**Problem to work on:** Copy the text on Swiss startup valuations from "According to the" to "explain their choice.", swapping "Q1 2020" for "the first quarter of 2020" wherever it occurs.

**Text:**
■ ■ ■ ■ ■ ■ ■
“Even the strongest startups will need to be prepared to see some pressure on their valuation,” said Andreas Goeldi, Partner at btov Partners, when we asked him about his take on the valuation of early-stage startups in the foreseeable future. He is not alone in his assessment: Historically, we can expect a drop in deals and valuations after an economic crisis. To better evaluate the situation in Switzerland, we wanted to know what local investors think of the current and future developments.
According to the Swiss Venture Insights Report Q1 2020, Swiss venture capital investments in Q1 2020 decreased by CHF 100 million, compared to Q1 2019. The unpredictability of the impact of COVID-19 on the economy and the restraint of investors present startups with a difficult outlook.More than 90% of investors think that there will be a decrease in the valuations of early-stage startups in the foreseeable future. To add some context to these results, we asked four investors for statements that explain their choice.
Dr. Ulrich Geilinger, senior partner at HBM Partners AG:
“Early-stage valuations usually suffer less during downturns than valuations of later-stage companies. This has been experienced during the financial crisis (2008/09) and when the dot-com bubble burst (2001/02). However, it is generally more difficult to raise money for startups, as some funds are pre-occupied with their current portfolio.
■ ■ ■ ■ ■ ■ ■
Records in a dataset:
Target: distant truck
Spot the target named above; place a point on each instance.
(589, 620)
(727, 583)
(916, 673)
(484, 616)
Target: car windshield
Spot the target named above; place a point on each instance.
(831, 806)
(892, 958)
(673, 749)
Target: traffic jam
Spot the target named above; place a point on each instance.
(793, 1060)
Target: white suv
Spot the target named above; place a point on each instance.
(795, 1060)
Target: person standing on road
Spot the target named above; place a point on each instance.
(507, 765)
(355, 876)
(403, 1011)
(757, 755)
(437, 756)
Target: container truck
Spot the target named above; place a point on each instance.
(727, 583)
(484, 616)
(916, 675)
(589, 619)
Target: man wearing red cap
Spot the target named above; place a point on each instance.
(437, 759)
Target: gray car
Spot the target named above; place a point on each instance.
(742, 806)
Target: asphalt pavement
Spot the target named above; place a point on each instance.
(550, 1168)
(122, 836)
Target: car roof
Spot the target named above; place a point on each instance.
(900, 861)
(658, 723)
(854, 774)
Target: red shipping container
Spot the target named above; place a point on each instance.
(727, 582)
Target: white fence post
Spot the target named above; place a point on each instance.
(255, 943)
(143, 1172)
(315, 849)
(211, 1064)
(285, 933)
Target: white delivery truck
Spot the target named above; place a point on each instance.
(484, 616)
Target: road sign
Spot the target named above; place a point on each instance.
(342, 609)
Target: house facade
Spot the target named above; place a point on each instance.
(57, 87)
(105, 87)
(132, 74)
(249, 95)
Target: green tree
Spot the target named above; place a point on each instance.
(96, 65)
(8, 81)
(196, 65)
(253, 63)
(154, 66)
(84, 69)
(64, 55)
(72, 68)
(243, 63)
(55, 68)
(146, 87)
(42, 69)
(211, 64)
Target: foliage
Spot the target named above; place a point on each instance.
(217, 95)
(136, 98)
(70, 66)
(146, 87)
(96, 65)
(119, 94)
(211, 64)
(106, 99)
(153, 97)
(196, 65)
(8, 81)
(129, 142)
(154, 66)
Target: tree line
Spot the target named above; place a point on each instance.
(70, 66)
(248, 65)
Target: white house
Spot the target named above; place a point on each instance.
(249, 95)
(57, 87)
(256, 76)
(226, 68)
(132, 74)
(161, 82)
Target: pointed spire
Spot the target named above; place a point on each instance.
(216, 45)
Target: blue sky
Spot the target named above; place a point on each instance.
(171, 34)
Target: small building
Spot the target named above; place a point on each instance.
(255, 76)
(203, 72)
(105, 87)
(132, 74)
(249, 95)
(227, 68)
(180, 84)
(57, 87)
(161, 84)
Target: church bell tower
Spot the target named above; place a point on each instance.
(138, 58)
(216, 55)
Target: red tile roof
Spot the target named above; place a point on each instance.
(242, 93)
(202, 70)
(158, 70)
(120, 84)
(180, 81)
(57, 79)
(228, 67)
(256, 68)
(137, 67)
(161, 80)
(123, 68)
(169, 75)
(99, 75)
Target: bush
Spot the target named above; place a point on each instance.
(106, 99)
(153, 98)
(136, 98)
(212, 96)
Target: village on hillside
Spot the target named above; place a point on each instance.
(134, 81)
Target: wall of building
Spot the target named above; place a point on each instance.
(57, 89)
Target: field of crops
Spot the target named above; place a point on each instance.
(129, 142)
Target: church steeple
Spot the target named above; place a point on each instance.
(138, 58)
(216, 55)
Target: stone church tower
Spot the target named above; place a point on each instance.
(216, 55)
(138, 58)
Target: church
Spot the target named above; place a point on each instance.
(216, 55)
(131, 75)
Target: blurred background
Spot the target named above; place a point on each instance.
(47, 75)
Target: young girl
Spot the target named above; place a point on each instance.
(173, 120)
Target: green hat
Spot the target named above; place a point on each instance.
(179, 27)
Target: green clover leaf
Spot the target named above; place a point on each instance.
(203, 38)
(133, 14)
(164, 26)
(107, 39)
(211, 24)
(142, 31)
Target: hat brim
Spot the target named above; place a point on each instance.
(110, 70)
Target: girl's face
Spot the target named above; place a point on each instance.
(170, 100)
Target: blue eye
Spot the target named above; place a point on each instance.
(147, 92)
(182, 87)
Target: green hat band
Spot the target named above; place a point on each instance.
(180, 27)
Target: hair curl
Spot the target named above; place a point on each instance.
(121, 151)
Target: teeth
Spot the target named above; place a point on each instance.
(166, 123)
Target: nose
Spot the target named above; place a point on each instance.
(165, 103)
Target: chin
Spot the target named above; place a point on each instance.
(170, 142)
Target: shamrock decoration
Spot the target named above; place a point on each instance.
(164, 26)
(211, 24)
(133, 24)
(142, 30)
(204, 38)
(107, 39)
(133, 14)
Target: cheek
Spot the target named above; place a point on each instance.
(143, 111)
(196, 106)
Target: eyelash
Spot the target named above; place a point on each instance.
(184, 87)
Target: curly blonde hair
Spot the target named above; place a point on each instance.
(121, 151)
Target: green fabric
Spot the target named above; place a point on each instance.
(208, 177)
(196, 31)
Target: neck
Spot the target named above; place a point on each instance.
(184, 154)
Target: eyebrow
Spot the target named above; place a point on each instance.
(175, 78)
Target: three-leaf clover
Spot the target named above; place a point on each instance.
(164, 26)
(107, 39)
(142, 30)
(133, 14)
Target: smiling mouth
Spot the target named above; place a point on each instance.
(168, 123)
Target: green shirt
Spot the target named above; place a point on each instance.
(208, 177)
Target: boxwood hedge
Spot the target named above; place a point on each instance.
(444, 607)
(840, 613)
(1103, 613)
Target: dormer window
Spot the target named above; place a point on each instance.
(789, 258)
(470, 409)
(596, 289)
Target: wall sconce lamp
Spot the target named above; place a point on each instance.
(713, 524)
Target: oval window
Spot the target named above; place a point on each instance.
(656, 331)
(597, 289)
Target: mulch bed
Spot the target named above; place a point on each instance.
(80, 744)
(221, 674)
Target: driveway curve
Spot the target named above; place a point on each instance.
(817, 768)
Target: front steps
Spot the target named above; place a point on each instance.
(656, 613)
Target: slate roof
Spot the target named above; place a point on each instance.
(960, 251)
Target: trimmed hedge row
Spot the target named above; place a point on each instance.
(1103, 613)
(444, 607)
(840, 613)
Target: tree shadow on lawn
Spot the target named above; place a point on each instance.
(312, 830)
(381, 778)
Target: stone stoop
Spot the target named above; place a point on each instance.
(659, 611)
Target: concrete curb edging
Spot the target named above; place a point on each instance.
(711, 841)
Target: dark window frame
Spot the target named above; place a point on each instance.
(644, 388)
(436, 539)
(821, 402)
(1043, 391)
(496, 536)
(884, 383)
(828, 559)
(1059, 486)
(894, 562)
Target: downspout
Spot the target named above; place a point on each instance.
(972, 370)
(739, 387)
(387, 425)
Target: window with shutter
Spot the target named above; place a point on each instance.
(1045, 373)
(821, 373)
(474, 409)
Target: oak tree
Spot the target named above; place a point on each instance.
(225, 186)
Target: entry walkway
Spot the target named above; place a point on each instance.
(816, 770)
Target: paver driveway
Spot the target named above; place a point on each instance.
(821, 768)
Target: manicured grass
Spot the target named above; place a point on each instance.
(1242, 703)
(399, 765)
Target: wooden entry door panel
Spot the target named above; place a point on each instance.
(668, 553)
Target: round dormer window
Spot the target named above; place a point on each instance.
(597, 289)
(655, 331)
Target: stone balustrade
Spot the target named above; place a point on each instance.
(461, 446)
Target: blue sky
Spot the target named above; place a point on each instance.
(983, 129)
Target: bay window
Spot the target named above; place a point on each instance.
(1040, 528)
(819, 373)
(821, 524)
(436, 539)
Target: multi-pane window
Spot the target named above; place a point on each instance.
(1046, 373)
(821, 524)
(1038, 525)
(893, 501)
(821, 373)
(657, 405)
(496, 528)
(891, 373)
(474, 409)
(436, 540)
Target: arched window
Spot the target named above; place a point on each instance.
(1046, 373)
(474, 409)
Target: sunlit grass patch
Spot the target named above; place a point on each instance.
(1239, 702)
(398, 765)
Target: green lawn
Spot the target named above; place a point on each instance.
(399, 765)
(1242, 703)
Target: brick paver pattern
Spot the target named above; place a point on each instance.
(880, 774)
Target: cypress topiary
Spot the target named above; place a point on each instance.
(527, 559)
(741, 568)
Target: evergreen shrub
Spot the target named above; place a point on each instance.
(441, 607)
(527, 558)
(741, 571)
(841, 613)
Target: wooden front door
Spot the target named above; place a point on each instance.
■ ■ ■ ■ ■ ■ ■
**Solved exercise:**
According to the Swiss Venture Insights Report the first quarter of 2020, Swiss venture capital investments in the first quarter of 2020 decreased by CHF 100 million, compared to Q1 2019. The unpredictability of the impact of COVID-19 on the economy and the restraint of investors present startups with a difficult outlook.More than 90% of investors think that there will be a decrease in the valuations of early-stage startups in the foreseeable future. To add some context to these results, we asked four investors for statements that explain their choice.